>> Begin EXTRACTED INFORMATION
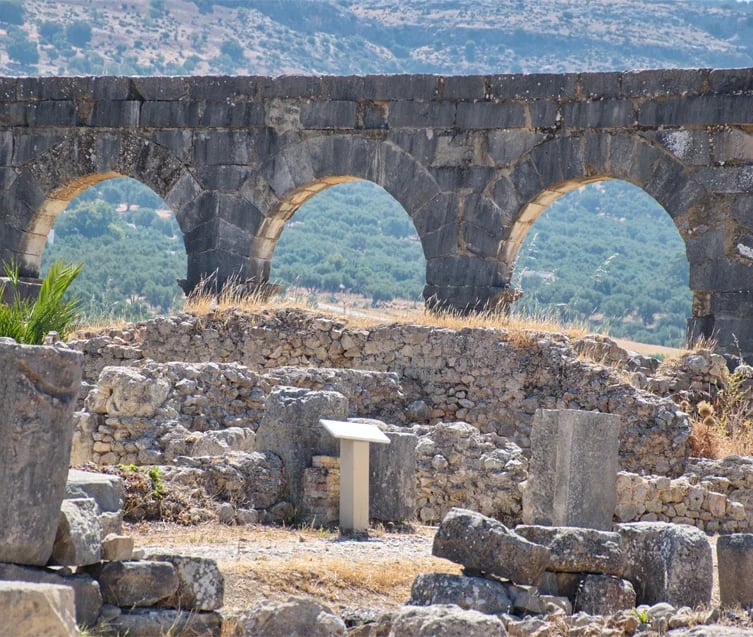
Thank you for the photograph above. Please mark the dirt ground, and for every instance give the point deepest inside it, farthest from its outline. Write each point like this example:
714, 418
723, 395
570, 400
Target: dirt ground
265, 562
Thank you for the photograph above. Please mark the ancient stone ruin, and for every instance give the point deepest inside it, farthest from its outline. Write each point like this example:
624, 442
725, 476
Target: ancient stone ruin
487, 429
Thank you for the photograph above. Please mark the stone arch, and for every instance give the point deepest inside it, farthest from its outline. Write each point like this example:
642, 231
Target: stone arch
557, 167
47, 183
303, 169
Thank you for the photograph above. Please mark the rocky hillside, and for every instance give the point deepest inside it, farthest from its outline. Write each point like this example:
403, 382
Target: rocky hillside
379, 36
>> End EXTRACTED INFORMATION
>> Begin EXTRACTED INFORMATION
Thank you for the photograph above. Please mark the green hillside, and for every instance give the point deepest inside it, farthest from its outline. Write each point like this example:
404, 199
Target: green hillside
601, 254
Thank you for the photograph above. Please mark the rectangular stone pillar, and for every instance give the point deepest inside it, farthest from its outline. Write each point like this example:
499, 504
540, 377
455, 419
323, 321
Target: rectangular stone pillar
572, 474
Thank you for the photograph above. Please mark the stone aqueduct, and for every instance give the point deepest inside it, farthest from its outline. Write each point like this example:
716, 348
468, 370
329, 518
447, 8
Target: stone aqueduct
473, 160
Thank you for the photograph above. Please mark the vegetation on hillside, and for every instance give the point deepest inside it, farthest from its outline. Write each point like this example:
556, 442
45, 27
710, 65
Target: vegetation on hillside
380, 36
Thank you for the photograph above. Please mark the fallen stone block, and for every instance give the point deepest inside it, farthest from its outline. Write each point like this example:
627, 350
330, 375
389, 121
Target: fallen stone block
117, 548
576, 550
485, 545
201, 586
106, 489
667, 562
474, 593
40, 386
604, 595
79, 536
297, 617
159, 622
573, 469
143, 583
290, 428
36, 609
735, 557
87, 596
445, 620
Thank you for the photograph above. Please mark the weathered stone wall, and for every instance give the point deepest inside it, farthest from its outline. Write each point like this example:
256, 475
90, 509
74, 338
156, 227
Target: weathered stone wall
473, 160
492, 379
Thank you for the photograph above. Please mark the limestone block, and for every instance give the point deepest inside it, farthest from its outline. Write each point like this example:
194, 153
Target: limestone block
>> End EXTRACTED INFORMATION
>> Begin EXTRACTED INFORMATION
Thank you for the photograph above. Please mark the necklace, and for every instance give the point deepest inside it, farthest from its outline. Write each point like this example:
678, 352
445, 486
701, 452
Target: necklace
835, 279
>> End EXTRACTED INFORMATION
→ **WHAT TO PRODUCE**: Which lines in the listing contain the string "pillar", with case matching? Return each of those lines in full.

→ **EXERCISE RESULT**:
Thank you for the photograph above. Please mark the rectangular stone pillar, and for every instance give the point deepest inside it, farthest from its outline. Write each point like this example:
Target: rectangular stone pillar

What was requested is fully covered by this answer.